:: Data for processing ::

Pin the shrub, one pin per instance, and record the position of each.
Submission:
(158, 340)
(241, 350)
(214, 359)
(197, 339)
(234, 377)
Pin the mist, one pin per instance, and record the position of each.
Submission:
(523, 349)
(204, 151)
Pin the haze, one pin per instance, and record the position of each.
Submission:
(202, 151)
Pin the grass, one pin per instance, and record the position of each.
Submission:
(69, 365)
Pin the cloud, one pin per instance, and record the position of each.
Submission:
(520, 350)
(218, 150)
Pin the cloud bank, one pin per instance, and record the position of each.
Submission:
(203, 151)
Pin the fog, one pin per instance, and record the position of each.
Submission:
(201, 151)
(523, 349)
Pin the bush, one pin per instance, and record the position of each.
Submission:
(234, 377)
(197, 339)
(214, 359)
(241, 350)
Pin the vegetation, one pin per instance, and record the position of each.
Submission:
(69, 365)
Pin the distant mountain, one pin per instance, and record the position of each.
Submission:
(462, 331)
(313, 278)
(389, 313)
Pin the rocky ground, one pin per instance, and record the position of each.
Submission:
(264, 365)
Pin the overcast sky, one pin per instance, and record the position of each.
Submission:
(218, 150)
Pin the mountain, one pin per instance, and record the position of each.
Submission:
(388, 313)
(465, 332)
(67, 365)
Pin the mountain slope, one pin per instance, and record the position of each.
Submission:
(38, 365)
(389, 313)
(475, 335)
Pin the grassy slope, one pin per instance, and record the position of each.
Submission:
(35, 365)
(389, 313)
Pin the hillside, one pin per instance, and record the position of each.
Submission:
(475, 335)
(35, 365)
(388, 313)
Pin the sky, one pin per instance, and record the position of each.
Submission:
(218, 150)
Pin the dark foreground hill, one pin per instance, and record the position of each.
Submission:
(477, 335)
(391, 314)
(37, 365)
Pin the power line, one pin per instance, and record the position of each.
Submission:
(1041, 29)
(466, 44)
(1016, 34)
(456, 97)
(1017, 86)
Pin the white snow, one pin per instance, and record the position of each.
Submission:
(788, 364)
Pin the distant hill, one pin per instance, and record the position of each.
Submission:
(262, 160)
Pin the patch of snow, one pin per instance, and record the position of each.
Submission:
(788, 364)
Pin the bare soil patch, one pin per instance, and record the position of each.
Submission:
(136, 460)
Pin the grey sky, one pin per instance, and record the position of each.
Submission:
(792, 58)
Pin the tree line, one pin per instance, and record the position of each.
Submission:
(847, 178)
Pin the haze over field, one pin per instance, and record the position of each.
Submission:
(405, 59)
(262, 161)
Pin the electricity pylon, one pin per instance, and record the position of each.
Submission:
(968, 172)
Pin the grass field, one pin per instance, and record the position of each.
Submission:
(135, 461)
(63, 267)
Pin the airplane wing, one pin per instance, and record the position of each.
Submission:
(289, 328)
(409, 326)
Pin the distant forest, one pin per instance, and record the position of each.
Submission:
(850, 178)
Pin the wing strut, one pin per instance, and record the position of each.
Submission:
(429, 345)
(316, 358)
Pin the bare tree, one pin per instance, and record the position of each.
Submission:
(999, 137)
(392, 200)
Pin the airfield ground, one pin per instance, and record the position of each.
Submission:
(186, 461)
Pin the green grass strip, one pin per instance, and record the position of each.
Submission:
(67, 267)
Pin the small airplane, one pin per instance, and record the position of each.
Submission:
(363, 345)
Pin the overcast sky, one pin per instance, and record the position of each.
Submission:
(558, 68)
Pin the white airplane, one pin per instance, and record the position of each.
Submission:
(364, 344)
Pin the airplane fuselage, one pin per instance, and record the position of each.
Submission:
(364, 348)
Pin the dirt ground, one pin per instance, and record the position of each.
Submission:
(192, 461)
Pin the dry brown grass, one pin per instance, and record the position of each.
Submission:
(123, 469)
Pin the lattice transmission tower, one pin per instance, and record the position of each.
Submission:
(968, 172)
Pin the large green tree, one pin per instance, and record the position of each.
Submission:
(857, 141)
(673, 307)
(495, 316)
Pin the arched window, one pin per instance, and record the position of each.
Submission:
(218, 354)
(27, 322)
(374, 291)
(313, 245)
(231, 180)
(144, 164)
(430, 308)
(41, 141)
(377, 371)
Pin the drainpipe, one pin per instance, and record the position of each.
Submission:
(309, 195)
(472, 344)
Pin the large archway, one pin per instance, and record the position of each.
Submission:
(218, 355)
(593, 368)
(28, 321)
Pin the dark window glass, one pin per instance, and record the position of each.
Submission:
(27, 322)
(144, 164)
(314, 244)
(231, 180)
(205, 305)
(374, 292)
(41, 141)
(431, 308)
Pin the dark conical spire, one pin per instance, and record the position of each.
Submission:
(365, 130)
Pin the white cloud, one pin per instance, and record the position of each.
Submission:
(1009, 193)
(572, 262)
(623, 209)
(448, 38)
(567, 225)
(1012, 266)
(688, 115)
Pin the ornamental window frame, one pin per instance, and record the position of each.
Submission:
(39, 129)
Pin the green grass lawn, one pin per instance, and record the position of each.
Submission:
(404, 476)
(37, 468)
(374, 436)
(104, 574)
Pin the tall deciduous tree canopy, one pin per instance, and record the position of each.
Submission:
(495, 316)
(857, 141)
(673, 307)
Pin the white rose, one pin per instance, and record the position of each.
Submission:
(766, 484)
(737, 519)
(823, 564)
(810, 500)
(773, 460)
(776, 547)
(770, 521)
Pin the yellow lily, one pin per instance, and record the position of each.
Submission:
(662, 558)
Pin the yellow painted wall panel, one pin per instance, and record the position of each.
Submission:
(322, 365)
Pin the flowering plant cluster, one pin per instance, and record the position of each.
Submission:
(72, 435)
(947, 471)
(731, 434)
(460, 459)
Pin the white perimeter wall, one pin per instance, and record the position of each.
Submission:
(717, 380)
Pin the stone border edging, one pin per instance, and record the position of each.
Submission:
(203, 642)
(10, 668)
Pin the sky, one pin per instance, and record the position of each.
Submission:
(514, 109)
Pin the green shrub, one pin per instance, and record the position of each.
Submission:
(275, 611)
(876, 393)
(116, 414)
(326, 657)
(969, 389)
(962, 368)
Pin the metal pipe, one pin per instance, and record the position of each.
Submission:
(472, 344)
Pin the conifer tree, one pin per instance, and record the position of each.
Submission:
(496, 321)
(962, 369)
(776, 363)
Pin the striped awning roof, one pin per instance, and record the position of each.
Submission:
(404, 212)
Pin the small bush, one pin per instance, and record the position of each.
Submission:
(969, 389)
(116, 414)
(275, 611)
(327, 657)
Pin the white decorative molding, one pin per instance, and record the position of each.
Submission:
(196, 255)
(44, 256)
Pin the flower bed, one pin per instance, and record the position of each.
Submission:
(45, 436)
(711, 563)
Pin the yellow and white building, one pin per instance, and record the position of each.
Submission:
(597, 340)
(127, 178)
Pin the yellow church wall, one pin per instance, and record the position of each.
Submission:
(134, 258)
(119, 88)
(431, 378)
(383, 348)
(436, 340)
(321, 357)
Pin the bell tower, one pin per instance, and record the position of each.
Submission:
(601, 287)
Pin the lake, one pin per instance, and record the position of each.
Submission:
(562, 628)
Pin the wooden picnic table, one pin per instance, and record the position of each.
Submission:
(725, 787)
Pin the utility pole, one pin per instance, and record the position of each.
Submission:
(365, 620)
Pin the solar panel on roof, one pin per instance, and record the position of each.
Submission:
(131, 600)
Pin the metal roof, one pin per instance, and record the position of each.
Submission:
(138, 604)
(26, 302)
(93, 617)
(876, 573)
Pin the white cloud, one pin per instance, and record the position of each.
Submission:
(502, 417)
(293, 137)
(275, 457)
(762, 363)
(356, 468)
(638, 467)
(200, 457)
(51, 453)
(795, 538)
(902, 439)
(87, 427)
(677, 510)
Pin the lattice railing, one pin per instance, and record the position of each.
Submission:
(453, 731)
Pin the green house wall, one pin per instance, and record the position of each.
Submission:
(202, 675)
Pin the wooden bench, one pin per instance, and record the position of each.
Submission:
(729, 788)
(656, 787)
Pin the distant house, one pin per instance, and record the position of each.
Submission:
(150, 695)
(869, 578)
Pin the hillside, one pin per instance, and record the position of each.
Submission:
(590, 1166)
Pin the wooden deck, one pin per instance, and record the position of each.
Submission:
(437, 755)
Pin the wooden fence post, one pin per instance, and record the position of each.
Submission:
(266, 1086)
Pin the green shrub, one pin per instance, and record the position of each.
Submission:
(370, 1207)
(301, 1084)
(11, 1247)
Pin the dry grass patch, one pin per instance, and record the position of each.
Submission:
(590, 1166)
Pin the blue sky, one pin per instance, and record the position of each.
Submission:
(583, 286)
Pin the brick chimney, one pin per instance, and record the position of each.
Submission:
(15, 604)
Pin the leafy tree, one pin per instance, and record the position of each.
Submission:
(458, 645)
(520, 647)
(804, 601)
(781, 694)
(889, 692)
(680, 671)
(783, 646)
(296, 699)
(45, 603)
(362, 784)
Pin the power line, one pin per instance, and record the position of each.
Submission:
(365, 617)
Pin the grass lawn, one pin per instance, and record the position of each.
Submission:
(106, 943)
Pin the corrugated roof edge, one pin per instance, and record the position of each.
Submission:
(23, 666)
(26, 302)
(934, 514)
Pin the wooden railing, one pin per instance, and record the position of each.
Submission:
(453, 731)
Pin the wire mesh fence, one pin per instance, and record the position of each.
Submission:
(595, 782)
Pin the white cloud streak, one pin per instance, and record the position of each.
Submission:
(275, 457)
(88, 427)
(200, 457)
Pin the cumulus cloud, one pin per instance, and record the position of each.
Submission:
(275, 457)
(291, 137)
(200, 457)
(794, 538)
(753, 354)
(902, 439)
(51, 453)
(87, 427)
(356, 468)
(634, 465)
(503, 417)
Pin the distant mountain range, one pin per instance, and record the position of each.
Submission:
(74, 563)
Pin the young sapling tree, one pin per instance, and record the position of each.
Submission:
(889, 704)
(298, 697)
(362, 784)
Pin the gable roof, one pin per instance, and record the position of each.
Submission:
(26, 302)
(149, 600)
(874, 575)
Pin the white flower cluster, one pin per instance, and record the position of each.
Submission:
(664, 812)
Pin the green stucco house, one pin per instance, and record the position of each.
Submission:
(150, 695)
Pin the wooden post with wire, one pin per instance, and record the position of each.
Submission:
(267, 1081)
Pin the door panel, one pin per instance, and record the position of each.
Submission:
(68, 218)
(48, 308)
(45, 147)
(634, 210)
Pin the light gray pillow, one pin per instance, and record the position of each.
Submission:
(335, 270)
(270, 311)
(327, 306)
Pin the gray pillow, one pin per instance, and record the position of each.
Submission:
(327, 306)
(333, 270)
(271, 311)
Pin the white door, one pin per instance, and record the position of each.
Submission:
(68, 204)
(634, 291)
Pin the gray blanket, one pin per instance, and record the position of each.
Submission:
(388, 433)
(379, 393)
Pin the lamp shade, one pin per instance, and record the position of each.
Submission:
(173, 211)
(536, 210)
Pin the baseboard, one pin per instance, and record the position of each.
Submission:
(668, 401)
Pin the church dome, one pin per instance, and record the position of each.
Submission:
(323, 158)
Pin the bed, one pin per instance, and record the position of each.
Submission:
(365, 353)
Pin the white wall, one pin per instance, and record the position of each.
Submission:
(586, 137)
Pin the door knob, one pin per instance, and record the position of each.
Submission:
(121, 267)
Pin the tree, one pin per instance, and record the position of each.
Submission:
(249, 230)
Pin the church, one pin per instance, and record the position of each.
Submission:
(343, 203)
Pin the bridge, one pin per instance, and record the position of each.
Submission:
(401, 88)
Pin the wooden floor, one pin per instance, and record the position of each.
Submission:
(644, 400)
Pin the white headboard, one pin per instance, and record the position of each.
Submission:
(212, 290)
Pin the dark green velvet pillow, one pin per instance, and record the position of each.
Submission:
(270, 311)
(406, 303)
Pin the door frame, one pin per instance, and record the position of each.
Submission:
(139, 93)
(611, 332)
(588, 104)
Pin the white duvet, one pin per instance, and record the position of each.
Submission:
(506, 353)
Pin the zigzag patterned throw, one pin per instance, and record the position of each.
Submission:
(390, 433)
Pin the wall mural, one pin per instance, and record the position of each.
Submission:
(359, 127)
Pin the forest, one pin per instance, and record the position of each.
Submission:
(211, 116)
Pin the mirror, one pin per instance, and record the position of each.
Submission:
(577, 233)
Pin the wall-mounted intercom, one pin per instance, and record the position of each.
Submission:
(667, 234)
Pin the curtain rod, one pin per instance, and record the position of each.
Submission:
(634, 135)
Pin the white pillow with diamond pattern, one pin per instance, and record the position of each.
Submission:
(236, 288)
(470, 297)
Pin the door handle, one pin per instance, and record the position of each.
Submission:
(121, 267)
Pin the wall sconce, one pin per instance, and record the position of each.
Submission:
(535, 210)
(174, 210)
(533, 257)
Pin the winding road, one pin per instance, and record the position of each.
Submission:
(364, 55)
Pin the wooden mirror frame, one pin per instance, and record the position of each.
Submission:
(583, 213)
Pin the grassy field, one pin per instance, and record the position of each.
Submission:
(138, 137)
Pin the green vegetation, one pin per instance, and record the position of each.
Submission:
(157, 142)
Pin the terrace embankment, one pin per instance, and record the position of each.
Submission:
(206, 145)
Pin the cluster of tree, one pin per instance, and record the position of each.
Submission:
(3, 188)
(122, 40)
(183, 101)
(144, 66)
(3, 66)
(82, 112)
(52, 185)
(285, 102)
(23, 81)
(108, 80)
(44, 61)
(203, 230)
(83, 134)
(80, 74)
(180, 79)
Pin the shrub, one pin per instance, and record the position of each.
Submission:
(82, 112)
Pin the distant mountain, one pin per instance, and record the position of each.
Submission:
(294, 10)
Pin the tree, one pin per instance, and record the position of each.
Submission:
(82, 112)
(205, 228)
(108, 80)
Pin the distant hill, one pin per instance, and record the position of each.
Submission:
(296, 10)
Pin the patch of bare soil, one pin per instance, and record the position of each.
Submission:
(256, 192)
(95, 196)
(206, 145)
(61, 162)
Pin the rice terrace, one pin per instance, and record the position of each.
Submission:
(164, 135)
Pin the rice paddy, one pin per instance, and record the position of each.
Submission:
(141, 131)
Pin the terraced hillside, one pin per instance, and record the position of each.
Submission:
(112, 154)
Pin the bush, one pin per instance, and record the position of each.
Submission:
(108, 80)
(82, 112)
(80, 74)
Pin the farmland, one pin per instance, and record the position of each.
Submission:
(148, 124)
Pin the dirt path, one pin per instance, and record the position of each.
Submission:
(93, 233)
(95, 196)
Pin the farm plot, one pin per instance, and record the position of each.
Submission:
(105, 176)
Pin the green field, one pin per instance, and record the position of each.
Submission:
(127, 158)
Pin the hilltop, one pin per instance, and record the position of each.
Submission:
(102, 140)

:::

### Given task
Rewrite the entries from the line containing "Pin the green stucco" down to the line containing "(267, 1081)", shifting every coordinate by 62. Give only those lines.

### Exercise response
Pin the green stucco house, one pin per instance, and record the position of each.
Submission:
(212, 757)
Pin the wooden post with wire, one pin per instance, and record the position of each.
Submission:
(329, 1143)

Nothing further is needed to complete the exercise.